[[ Task data open ]]

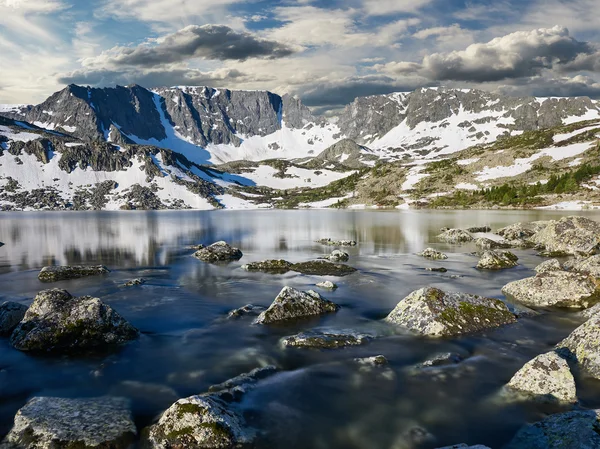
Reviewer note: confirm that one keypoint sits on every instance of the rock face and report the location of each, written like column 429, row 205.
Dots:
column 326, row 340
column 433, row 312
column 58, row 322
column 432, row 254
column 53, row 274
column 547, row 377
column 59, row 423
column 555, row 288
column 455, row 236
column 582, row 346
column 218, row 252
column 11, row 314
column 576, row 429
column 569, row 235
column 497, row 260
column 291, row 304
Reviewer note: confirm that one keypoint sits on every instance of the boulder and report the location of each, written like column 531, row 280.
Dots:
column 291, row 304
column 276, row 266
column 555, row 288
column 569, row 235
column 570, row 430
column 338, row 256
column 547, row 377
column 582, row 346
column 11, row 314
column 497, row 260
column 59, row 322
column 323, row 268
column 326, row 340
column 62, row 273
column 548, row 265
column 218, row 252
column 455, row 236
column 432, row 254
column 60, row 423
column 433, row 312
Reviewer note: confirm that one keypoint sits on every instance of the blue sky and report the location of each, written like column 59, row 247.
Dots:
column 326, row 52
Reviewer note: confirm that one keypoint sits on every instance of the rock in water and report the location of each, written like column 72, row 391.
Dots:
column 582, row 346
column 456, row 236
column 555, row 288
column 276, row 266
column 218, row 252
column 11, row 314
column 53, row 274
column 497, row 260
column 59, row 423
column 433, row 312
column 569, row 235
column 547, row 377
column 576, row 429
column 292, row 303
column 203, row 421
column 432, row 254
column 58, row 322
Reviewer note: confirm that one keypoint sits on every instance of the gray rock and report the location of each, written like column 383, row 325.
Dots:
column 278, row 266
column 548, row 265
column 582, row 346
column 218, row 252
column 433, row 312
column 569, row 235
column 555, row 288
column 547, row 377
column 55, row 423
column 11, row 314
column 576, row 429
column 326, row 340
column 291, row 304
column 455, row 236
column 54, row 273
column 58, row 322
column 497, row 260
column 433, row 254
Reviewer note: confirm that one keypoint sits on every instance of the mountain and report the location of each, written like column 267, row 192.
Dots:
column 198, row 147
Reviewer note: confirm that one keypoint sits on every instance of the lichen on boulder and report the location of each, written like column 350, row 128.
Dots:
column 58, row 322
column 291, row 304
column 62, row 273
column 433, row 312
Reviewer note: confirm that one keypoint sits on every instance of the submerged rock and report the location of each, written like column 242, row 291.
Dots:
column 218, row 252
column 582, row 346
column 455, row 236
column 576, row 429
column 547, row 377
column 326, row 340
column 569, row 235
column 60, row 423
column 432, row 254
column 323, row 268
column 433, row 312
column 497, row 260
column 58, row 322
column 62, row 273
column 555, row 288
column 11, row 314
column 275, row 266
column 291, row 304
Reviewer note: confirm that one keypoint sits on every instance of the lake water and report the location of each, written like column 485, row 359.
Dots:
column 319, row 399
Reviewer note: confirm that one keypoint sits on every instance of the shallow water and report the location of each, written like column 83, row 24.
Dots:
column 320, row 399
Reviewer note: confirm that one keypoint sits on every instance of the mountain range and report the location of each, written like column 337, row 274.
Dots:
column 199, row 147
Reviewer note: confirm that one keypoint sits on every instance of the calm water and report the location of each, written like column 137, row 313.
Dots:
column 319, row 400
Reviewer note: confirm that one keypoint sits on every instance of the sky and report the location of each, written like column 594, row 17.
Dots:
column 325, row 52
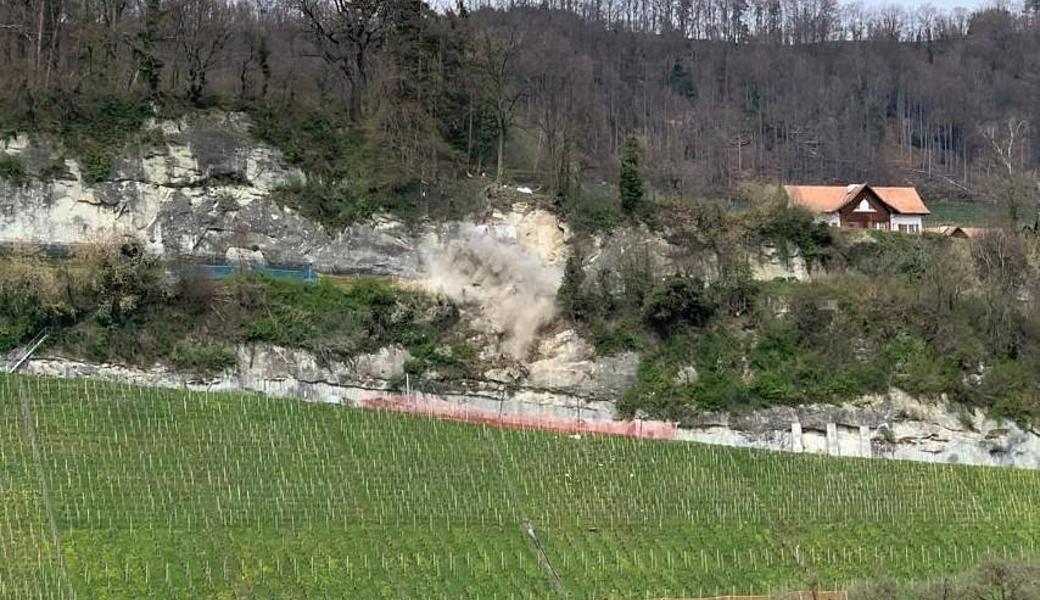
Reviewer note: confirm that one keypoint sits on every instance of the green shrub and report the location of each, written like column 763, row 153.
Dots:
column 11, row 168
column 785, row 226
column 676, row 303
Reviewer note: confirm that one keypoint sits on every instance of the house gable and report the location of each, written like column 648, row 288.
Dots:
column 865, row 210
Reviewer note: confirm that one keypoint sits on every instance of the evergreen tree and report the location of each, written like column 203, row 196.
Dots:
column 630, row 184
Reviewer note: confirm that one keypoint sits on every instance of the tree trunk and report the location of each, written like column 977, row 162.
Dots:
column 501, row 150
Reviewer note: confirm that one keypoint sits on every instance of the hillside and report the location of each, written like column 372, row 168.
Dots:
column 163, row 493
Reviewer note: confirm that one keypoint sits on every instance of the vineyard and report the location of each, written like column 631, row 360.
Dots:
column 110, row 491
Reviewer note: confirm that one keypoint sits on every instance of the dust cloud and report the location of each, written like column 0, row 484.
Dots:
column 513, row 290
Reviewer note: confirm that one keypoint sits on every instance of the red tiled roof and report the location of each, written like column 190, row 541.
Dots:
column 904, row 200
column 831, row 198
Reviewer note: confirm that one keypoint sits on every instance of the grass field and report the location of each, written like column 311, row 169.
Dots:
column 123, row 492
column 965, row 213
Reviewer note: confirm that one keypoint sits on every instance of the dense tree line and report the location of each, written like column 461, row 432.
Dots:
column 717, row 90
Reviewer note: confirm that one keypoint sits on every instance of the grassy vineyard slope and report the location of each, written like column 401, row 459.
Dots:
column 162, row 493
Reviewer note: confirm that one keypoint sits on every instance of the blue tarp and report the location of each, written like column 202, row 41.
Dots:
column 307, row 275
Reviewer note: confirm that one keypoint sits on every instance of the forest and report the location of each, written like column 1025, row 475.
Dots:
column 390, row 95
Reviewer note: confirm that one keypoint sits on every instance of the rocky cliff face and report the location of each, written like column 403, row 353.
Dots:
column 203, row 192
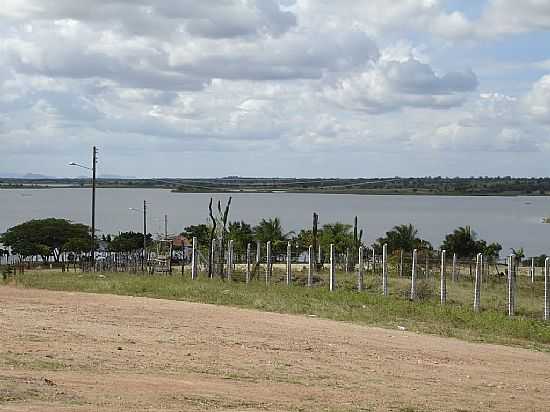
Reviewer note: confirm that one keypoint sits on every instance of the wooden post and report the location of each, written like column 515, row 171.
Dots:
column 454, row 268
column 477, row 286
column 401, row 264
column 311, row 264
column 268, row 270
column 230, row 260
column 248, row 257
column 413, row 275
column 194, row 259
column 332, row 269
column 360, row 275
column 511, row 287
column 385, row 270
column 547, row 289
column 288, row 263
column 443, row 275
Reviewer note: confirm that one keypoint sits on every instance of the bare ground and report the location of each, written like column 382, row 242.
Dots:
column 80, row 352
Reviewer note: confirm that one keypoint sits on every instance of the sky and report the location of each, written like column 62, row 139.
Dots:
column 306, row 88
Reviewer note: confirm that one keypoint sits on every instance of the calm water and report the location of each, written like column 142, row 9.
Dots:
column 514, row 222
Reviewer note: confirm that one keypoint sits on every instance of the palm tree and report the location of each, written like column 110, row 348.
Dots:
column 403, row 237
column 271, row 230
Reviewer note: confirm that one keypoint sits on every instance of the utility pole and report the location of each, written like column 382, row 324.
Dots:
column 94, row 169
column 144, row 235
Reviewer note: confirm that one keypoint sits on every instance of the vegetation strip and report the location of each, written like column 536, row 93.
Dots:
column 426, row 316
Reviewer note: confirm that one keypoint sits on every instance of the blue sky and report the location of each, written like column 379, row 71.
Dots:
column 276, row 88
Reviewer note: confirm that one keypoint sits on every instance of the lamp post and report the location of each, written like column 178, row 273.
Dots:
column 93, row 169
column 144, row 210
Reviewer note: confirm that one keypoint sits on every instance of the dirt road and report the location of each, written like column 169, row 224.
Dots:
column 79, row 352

[[ Task data closed ]]

### Exercise instructions
Restate the whole listing above exactly, please, omitting every image.

### Response to the exercise
Reviewer note: confirm that one keypoint sits on every instance of the rock face and report the location of each, written like column 429, row 205.
Dots:
column 326, row 340
column 433, row 312
column 58, row 322
column 432, row 254
column 53, row 274
column 547, row 377
column 59, row 423
column 555, row 288
column 455, row 236
column 582, row 346
column 218, row 252
column 11, row 314
column 576, row 429
column 569, row 235
column 497, row 260
column 291, row 304
Reviewer note: confirm that one keypoint sits on every instance of the boulder and report the location of each, written like column 531, row 280.
Dots:
column 291, row 304
column 276, row 266
column 555, row 288
column 569, row 235
column 570, row 430
column 338, row 256
column 547, row 377
column 582, row 346
column 11, row 314
column 497, row 260
column 59, row 322
column 323, row 268
column 326, row 340
column 62, row 273
column 548, row 265
column 218, row 252
column 455, row 236
column 432, row 254
column 60, row 423
column 433, row 312
Reviewer note: confirm that one keypoint sits on every instance of the blue sky and report the location of each, written like column 59, row 247.
Dots:
column 326, row 52
Reviewer note: confirm that one keypoint sits on every instance of the rock in water and report the location of each, written like column 72, row 391.
Dots:
column 582, row 346
column 456, row 236
column 555, row 288
column 276, row 266
column 218, row 252
column 11, row 314
column 53, row 274
column 497, row 260
column 59, row 423
column 433, row 312
column 569, row 235
column 547, row 377
column 576, row 429
column 292, row 303
column 203, row 421
column 432, row 254
column 58, row 322
Reviewer note: confirm that one keypoint sits on every instance of the gray rock and report the location of each, written like column 383, row 325.
Dots:
column 278, row 266
column 548, row 265
column 582, row 346
column 218, row 252
column 433, row 312
column 569, row 235
column 555, row 288
column 547, row 377
column 55, row 423
column 11, row 314
column 576, row 429
column 326, row 340
column 291, row 304
column 455, row 236
column 54, row 273
column 58, row 322
column 497, row 260
column 433, row 254
Reviewer note: confirm that one keypoint sits on every instance of the mountain and report the location of each, written like column 267, row 192.
Dots:
column 198, row 147
Reviewer note: confirm that one keypoint sits on every instance of the lichen on boulder and report the location of each, written like column 350, row 128.
Dots:
column 58, row 322
column 291, row 304
column 62, row 273
column 433, row 312
Reviewer note: confirm that one keypoint sits on every instance of the submerged rock and report the location of each, written like column 242, row 291.
Dots:
column 218, row 252
column 582, row 346
column 455, row 236
column 576, row 429
column 547, row 377
column 326, row 340
column 569, row 235
column 60, row 423
column 432, row 254
column 323, row 268
column 433, row 312
column 497, row 260
column 58, row 322
column 62, row 273
column 555, row 288
column 11, row 314
column 275, row 266
column 291, row 304
Reviewer note: confirm that one keypoint sits on every instance of the lake water and report the location of each, written like column 485, row 359.
Dots:
column 319, row 399
Reviewer note: confirm that one keypoint sits on every instance of the shallow water and report the location of each, written like column 83, row 24.
Dots:
column 320, row 399
Reviewer note: confirm that one keypoint sits on every instance of the mountain range and report the location of each, written like column 337, row 274.
Dots:
column 199, row 147
Reviewer note: confirm that one keypoint sits on every instance of the calm water and report the location of each, written like column 137, row 313.
Dots:
column 319, row 400
Reviewer note: confirm that one keypoint sits on every instance of the sky and report the location of each, written like column 594, row 17.
Dots:
column 325, row 52
Reviewer note: confirm that one keypoint sits on every instance of the green shrub and report the location of each, written like column 763, row 153.
Dots:
column 11, row 168
column 785, row 226
column 676, row 303
Reviewer note: confirm that one keypoint sits on every instance of the house gable and report the location of each, written like column 648, row 288.
Dots:
column 865, row 210
Reviewer note: confirm that one keypoint sits on every instance of the evergreen tree and report the location of each, written like column 203, row 196.
Dots:
column 630, row 184
Reviewer note: confirm that one keypoint sits on every instance of the tree trunk and report the location of each, written like column 977, row 162.
Dots:
column 501, row 150
Reviewer note: confirm that one keypoint sits on every instance of the hillside and report the location of each, written like column 372, row 168.
Dots:
column 163, row 493
Reviewer note: confirm that one keypoint sits on every instance of the vineyard and report the location of each, written like column 631, row 360.
Dots:
column 110, row 491
Reviewer note: confirm that one keypoint sits on every instance of the dust cloud and report the location of each, written like column 0, row 484.
Dots:
column 513, row 290
Reviewer note: confirm that one keypoint sits on every instance of the red tiled roof and report the location of each, written like column 190, row 541.
Dots:
column 904, row 200
column 831, row 198
Reviewer note: confirm that one keypoint sits on every instance of the grass field and report the location of each, written like column 311, row 169.
Dots:
column 123, row 492
column 965, row 213
Reviewer note: confirm that one keypoint sits on every instance of the dense tree line and report the location of each, written like column 461, row 432.
Dots:
column 717, row 90
Reviewer note: confirm that one keypoint sits on every instance of the grassy vineyard slope and report the location of each, written like column 401, row 459.
Dots:
column 162, row 493
Reviewer note: confirm that one keypoint sits on every instance of the blue tarp and report the location of each, written like column 202, row 41.
Dots:
column 307, row 275
Reviewer note: confirm that one keypoint sits on every instance of the forest and report the location of each, written like column 1025, row 475.
Dots:
column 390, row 95
Reviewer note: confirm that one keypoint sits on every instance of the rocky cliff face and report the location of each, written like column 403, row 353.
Dots:
column 203, row 192
Reviewer note: confirm that one keypoint sits on every instance of the wooden post and report the location of each, written like column 515, row 171.
Dots:
column 454, row 268
column 477, row 286
column 401, row 264
column 311, row 264
column 268, row 270
column 230, row 260
column 248, row 257
column 413, row 275
column 194, row 259
column 332, row 269
column 360, row 275
column 511, row 287
column 385, row 270
column 547, row 289
column 288, row 263
column 443, row 275
Reviewer note: confirm that one keypoint sits on every instance of the bare ground and report the location of each, written like column 382, row 242.
Dots:
column 80, row 352
Reviewer note: confirm that one keypoint sits on every instance of the sky and report the location of each, written like column 62, row 139.
Dots:
column 306, row 88
Reviewer note: confirm that one keypoint sits on every instance of the calm water and report the location of each, written like column 142, row 9.
Dots:
column 514, row 222
Reviewer note: confirm that one keypoint sits on every instance of the palm tree and report the location of each, written like column 110, row 348.
Dots:
column 403, row 237
column 271, row 230
Reviewer note: confirm that one keypoint sits on every instance of the utility pole and report the location of each, written like column 382, row 324.
Dots:
column 94, row 169
column 144, row 235
Reviewer note: confirm that one keypoint sits on every instance of the vegetation strip and report the location of each, written like column 536, row 93.
Dots:
column 426, row 316
Reviewer note: confirm that one keypoint sits on every instance of the blue sky and report the location of each, written like column 379, row 71.
Dots:
column 276, row 88
Reviewer note: confirm that one keypoint sits on every instance of the lamp post and report the location of each, written like column 178, row 273.
Dots:
column 93, row 169
column 144, row 210
Reviewer note: confirm that one keypoint sits on every instance of the dirt road and report the location of each, written like column 169, row 224.
Dots:
column 79, row 352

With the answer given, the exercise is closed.